→ Consigne a
Reprenez le passage du texte sur Sfera Ebbasta qui s'ouvre sur les mots contenant "Pour mieux comprendre" et se termine par "la gloire, déjà.", en substituant "musicien" à "rappeur".

### Texte de la page

Pour mieux comprendre comment Sfera est devenu Ebbasta, un retour chronologique est nécessaire. Car si on peut naître riche et célèbre, cela n’a pas était le cas d’un artiste qui a pavé son parcours sur l’idée d’une revanche, sociale notamment. Enfant pas du franchement du genre à rester en place, le rappeur a grandi seul avec sa madre, plus précisément à Cinesello Balsamo. « Ciny » pour les intimes, lieu sacré par le bonhomme dans un clip éponyme paru en 2015. Le début de la gloire, déjà.

Si depuis pas mal de temps en France, le rap déroule dans les charts avec de gros scores et des sorties évènement consacrant des styles hybrides avec en point d’orgue le 5 décembre et les sorties simultanées des albums de Booba, Jul, Nekfeu et Rohff, chez nos voisins transalpins, les époques s’affrontent presque. Comme le note Genono, journaliste rap d’origine italienne, le rap italien compte « deux époques » : « Le rap actuel et celui d’il y a dix ou quinze ans qui ressemble au old school français. C’était un rap difficile à exporter car sans réelle innovation. En termes de format, on avait des morceaux très denses et la langue pouvait encore mal sonner à l’oreille d’un étranger. Aujourd’hui, c’est beaucoup plus espacé, des ad-libs sont là, ça rend quelque chose de beaucoup plus musical. »

######

→ Consigne b
Recopiez à l'identique les enregistrements depuis leur début jusqu'à la ligne contenant "box: [850, 225, 878, 317]", cette ligne comprise, sans reproduire les images.

### Données disponibles

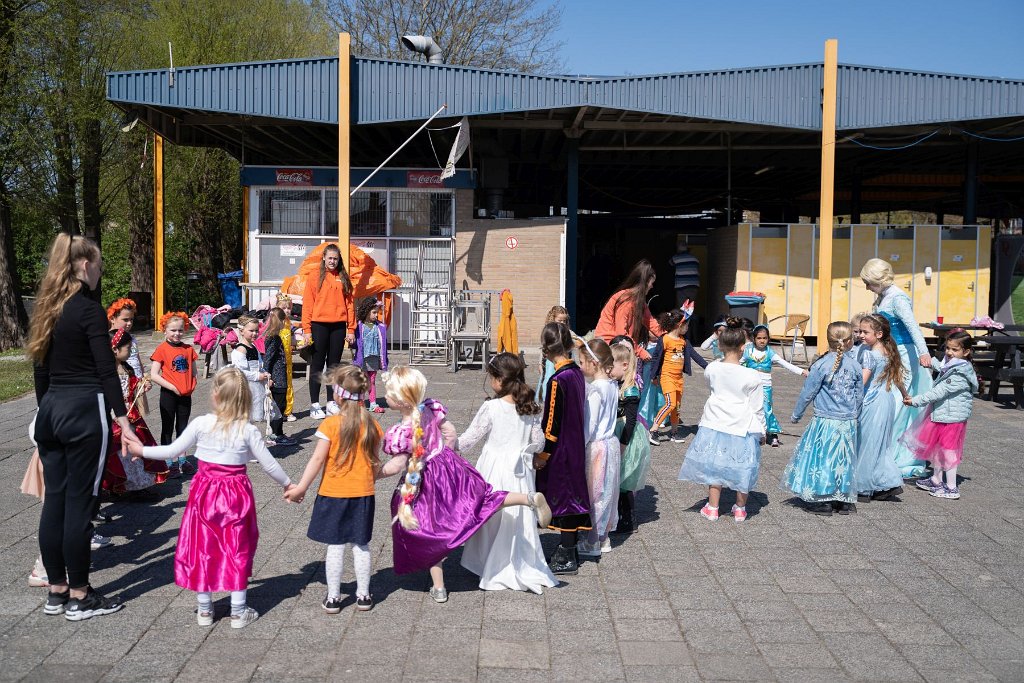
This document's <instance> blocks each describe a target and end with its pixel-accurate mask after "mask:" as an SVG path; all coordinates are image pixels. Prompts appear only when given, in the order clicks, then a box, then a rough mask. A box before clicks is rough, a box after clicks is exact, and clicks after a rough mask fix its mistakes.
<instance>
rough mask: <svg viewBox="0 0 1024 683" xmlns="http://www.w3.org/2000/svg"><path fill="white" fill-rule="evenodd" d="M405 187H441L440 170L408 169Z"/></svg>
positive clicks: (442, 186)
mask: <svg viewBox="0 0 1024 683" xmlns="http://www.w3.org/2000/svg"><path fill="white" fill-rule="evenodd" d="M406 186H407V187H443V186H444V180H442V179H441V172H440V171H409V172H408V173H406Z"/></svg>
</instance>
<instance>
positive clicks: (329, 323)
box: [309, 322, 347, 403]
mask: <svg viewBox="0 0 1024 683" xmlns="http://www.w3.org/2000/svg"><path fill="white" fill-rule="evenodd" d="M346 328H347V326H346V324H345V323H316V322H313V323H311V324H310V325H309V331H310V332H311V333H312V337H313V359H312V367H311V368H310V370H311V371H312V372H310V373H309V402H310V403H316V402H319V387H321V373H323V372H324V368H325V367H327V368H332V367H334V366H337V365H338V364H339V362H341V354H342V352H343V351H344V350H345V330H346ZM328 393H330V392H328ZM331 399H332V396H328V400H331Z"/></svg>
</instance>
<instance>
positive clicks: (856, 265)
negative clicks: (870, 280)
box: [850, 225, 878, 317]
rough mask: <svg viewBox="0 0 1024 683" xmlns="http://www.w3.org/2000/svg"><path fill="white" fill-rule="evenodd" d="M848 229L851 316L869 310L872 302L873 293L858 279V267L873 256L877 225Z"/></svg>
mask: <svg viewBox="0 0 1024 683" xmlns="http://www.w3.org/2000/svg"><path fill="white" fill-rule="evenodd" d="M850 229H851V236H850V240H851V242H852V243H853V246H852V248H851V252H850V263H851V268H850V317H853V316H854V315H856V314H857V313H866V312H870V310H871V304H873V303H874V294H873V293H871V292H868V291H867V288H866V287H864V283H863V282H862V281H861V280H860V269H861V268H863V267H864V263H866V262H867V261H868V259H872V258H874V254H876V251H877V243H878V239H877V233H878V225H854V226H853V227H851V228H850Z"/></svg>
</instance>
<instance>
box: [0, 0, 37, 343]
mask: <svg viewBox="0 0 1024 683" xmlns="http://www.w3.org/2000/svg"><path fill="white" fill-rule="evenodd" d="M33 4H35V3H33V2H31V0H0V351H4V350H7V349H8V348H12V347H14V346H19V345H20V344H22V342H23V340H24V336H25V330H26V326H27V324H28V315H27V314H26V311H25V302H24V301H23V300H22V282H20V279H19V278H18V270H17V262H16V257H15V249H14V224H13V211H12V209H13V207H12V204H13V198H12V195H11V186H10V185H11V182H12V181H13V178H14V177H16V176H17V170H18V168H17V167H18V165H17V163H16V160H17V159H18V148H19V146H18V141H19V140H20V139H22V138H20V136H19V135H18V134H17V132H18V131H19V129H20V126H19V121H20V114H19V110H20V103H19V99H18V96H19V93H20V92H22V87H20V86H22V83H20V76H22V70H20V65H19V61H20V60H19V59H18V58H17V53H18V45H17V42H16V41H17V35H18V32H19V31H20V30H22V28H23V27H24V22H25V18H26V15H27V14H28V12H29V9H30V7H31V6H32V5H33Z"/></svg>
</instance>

######

→ Zone de réponse a
Pour mieux comprendre comment Sfera est devenu Ebbasta, un retour chronologique est nécessaire. Car si on peut naître riche et célèbre, cela n’a pas était le cas d’un artiste qui a pavé son parcours sur l’idée d’une revanche, sociale notamment. Enfant pas du franchement du genre à rester en place, le musicien a grandi seul avec sa madre, plus précisément à Cinesello Balsamo. « Ciny » pour les intimes, lieu sacré par le bonhomme dans un clip éponyme paru en 2015. Le début de la gloire, déjà.

→ Zone de réponse b
This document's <instance> blocks each describe a target and end with its pixel-accurate mask after "mask:" as an SVG path; all coordinates are image pixels. Prompts appear only when given, in the order clicks, then a box, then a rough mask. A box before clicks is rough, a box after clicks is exact, and clicks after a rough mask fix its mistakes.
<instance>
rough mask: <svg viewBox="0 0 1024 683" xmlns="http://www.w3.org/2000/svg"><path fill="white" fill-rule="evenodd" d="M405 187H441L440 170L408 169Z"/></svg>
positive clicks: (442, 186)
mask: <svg viewBox="0 0 1024 683" xmlns="http://www.w3.org/2000/svg"><path fill="white" fill-rule="evenodd" d="M406 186H407V187H443V186H444V180H442V179H441V172H440V171H409V172H408V173H406Z"/></svg>
</instance>
<instance>
positive clicks: (329, 323)
box: [309, 322, 347, 403]
mask: <svg viewBox="0 0 1024 683" xmlns="http://www.w3.org/2000/svg"><path fill="white" fill-rule="evenodd" d="M346 328H347V326H346V324H345V323H316V322H313V323H311V324H310V325H309V331H310V332H311V333H312V337H313V359H312V367H311V368H310V370H311V371H312V372H310V373H309V402H310V403H316V402H319V387H321V373H323V372H324V368H325V367H327V368H332V367H334V366H337V365H338V364H339V362H341V354H342V352H343V351H344V350H345V330H346ZM328 393H330V392H328ZM331 399H332V396H328V400H331Z"/></svg>
</instance>
<instance>
positive clicks: (856, 265)
negative clicks: (870, 280)
box: [850, 225, 878, 317]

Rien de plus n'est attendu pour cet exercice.